*WHAT THE TASK REQUIRES*.
Copy the lobster ravioli discussion word for word, starting at "post #5 of 11" and continuing up to and including "soon as possible.".

*DOCUMENT EXCERPT*.
####################

Goldi, I just read the lobster ravioli recipe by -none other than- James Martin! The recipe is a challenge but it's really a very good step-by-step explanation. Just be carefull when making the base of the filling which is made from prawns and cream. Be sure the prawns and the cream are ice and icecold! These components need to make sort of a firm paste (absolutely not watery) to which the lobster is added.

Also, make sure you paint the eggwash nicely but not too much around the filling so they close nicely.When closing them, take care to gently push out as much air in the ravioli as you possibly can.

 

Boil them as soon as they're made, you can always rewarm them later in the sauce. When they are boiled you can concentrate on the sauce.

On the side dish; it's up to you, but you will have your hands full already with the ravioli.

Fingers crossed?

post #5 of 11

Chris, I would choose a slightly different route. I would first make the dough and while the dough is resting (it's definitely a good idea to let it rest for at least 30 minutes as it will be easier to work with) I would make the filling and then the sauce (or most of it). Only then would I venture into rolling the dough, placing the filling and shaping the ravioli. Then you can (more-than-)parboil the pasta immediately and while it's cooking, quickly reheat the sauce and finish cooking the ravioli in the sauce. And serve as soon as possible.

 

The theory behind it is that the filling can wait a quite bit (it's going to be cooked again in the ravioli), the sauce (there is no cream so I wouldn't hurry much) and the uncooked pasta a bit less so, but the cooked pasta cannot wait more than a minute before it starts to dry out and thus its capability to absorb the sauce diminishes. I like to stick to the rule I learned from Marcella Hazan (from her book, of course) when I first started learning about Italian cuisine: as little time should elapse between boiling the pasta, draining it, mixing it with the sauce, serving it and eating it.

####################

[Entries for labeling bounding boxes]
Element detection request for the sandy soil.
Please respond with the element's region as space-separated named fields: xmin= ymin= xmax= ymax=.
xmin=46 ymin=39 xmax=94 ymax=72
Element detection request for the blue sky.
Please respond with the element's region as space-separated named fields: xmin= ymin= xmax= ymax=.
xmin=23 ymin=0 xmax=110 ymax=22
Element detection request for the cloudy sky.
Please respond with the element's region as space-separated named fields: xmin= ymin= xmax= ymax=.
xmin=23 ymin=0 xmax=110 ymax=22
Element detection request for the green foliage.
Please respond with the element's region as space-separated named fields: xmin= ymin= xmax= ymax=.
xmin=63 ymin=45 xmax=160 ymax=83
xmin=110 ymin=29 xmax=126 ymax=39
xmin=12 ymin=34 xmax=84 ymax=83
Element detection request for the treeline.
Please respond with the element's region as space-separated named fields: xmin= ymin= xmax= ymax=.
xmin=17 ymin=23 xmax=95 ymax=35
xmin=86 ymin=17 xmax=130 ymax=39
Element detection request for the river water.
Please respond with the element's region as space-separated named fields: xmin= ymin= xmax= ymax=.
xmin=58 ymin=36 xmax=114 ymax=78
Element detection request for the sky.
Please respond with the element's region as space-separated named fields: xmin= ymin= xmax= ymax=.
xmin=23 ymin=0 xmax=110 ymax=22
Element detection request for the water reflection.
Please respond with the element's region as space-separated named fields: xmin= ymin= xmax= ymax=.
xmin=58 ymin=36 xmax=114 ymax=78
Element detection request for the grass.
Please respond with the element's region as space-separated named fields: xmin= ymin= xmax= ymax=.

####################

*FULL OUTPUT*.
post #5 of 11

Chris, I would choose a slightly different route. I would first make the dough and while the dough is resting (it's definitely a good idea to let it rest for at least 30 minutes as it will be easier to work with) I would make the filling and then the sauce (or most of it). Only then would I venture into rolling the dough, placing the filling and shaping the ravioli. Then you can (more-than-)parboil the pasta immediately and while it's cooking, quickly reheat the sauce and finish cooking the ravioli in the sauce. And serve as soon as possible.